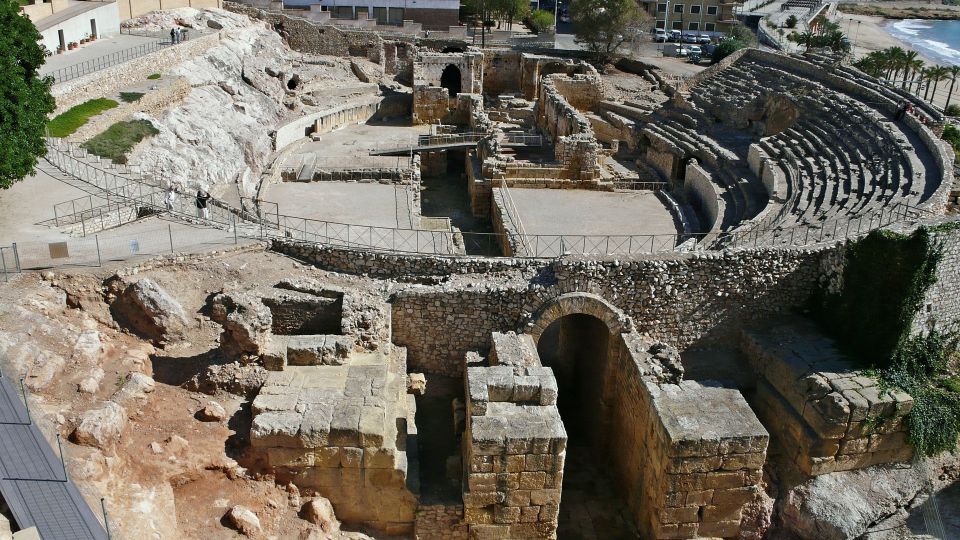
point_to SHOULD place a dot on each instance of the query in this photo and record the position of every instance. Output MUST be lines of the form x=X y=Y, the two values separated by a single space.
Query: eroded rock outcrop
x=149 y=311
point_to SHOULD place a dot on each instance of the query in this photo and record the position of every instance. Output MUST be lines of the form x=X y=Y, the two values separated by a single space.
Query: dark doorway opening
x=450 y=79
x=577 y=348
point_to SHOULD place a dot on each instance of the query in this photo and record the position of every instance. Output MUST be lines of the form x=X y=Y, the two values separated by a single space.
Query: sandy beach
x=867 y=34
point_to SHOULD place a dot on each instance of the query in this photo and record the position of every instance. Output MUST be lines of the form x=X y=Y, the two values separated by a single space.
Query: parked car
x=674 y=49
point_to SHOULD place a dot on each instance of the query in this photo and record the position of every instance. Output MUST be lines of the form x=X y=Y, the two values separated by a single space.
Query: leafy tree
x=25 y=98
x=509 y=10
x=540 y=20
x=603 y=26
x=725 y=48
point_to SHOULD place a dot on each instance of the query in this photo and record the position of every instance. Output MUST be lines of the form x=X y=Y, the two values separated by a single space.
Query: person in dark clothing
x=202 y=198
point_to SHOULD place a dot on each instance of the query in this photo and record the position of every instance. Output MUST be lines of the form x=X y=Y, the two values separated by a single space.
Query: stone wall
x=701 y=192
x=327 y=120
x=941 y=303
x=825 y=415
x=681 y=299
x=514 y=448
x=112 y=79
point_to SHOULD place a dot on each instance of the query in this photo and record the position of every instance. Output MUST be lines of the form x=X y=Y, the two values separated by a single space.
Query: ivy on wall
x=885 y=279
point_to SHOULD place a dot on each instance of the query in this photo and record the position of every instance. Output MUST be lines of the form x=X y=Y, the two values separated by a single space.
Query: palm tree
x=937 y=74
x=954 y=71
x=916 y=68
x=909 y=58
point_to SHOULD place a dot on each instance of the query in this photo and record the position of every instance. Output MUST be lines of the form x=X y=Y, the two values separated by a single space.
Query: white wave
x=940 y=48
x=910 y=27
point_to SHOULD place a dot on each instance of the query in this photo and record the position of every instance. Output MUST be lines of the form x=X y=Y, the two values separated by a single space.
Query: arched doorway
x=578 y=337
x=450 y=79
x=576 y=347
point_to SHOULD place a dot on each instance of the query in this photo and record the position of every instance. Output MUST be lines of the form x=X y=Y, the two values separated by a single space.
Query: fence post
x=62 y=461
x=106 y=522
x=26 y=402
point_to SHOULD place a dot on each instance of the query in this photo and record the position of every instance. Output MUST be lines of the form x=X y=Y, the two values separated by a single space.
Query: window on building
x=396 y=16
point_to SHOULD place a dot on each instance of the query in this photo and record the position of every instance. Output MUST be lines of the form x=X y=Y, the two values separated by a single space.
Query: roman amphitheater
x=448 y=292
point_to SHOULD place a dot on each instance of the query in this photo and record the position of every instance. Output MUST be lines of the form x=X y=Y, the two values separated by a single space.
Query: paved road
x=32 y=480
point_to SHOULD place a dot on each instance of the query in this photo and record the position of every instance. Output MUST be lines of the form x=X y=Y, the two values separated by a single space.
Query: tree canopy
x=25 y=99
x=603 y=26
---
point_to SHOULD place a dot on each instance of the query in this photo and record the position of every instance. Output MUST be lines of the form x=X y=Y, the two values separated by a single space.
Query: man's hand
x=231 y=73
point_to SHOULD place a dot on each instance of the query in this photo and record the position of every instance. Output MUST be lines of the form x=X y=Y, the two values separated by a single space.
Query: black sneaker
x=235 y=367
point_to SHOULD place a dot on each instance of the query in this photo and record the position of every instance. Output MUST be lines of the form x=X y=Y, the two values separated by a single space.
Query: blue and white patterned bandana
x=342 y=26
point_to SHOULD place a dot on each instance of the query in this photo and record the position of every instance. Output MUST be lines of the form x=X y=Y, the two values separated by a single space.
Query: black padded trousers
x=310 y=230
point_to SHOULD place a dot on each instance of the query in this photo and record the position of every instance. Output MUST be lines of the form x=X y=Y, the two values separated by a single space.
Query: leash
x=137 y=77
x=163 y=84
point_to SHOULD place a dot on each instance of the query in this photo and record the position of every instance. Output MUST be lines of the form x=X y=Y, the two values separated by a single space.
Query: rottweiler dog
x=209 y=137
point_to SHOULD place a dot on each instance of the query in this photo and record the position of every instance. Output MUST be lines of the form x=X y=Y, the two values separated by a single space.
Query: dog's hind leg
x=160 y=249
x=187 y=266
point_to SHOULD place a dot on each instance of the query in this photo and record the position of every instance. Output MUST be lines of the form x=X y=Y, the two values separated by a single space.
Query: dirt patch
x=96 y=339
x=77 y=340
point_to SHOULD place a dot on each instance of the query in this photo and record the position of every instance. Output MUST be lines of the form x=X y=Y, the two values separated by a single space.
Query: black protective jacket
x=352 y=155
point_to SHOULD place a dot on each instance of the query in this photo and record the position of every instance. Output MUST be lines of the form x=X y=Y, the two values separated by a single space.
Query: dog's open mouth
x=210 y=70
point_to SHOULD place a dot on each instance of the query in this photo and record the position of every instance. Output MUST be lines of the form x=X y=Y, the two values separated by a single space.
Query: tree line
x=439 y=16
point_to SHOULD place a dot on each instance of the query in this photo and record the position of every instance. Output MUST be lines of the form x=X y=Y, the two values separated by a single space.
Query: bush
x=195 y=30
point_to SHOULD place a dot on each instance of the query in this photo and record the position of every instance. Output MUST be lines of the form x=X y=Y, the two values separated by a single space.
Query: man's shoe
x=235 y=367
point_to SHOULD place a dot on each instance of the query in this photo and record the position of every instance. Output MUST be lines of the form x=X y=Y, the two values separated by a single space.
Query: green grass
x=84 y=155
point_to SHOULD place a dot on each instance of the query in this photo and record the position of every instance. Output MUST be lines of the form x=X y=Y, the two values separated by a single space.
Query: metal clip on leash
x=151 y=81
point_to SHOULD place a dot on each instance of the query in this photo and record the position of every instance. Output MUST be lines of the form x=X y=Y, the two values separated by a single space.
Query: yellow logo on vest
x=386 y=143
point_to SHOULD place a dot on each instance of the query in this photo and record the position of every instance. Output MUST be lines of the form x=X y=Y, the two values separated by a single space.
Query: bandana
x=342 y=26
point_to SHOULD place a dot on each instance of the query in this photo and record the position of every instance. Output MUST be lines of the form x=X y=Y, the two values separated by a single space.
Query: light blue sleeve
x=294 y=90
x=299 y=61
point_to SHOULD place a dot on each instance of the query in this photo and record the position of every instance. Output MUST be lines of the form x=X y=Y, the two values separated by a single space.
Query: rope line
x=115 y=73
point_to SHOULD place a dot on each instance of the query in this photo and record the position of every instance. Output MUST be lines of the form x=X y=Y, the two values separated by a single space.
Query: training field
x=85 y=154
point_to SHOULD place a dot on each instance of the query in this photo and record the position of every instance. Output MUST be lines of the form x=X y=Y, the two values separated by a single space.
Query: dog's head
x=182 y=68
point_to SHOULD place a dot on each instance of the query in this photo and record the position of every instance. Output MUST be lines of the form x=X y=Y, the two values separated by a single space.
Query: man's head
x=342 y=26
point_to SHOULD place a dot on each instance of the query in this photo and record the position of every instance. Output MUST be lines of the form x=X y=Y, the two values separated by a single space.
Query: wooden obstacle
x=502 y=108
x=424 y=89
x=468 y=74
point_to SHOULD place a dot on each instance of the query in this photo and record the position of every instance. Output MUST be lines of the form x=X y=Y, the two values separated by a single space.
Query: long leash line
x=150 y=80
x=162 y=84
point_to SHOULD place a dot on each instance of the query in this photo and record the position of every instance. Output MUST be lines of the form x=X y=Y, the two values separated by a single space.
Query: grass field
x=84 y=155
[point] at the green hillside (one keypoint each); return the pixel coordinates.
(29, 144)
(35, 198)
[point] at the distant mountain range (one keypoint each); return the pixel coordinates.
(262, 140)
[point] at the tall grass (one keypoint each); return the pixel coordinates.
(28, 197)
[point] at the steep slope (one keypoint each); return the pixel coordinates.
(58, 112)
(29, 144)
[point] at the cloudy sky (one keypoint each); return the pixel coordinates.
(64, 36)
--
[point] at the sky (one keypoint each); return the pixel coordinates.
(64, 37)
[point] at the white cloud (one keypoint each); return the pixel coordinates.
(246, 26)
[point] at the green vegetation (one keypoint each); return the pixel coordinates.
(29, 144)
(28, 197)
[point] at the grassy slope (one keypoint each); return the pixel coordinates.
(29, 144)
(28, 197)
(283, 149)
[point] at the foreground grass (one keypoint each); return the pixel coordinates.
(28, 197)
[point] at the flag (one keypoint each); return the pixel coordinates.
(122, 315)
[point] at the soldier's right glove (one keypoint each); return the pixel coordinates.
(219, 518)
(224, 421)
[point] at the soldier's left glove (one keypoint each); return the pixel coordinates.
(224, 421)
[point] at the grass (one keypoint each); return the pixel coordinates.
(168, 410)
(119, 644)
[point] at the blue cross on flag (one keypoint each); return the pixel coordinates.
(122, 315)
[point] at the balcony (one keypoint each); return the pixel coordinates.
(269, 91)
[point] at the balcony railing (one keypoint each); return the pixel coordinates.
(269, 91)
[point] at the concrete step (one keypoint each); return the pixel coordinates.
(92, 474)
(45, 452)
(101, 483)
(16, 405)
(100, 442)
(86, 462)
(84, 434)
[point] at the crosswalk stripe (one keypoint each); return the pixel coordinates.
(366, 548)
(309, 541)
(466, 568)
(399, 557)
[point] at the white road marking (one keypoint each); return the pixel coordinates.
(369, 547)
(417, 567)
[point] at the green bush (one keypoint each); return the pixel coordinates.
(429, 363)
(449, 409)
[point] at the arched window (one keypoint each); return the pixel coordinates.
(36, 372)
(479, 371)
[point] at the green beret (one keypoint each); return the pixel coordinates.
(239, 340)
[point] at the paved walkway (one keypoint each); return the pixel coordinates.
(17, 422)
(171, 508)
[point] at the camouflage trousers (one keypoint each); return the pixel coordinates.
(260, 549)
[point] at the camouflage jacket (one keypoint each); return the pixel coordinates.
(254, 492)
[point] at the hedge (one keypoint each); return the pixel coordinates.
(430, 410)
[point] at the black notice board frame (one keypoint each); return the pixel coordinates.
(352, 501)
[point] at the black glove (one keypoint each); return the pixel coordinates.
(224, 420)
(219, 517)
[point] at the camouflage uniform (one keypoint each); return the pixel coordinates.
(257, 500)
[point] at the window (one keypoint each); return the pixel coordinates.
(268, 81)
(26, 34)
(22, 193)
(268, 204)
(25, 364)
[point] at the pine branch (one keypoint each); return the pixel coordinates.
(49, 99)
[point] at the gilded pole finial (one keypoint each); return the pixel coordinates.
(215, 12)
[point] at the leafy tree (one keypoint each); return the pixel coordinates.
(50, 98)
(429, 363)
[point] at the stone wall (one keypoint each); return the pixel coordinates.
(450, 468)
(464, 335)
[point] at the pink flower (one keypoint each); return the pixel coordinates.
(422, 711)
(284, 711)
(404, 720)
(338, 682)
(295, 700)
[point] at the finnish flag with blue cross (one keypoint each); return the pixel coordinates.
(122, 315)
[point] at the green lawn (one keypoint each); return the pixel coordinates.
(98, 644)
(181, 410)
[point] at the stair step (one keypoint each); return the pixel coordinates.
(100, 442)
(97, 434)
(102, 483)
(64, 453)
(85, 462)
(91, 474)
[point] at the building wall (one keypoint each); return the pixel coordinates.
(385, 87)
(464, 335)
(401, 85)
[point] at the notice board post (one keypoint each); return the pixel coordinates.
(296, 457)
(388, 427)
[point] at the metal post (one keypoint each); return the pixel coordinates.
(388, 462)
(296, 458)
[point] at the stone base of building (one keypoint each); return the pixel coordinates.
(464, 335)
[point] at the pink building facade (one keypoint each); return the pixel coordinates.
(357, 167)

- The request
Identify every line in the items that contains the word "arched", and copy each of those lines in full.

- The reply
Query: arched doorway
[point] at the arched window (one keypoint each); return the pixel coordinates.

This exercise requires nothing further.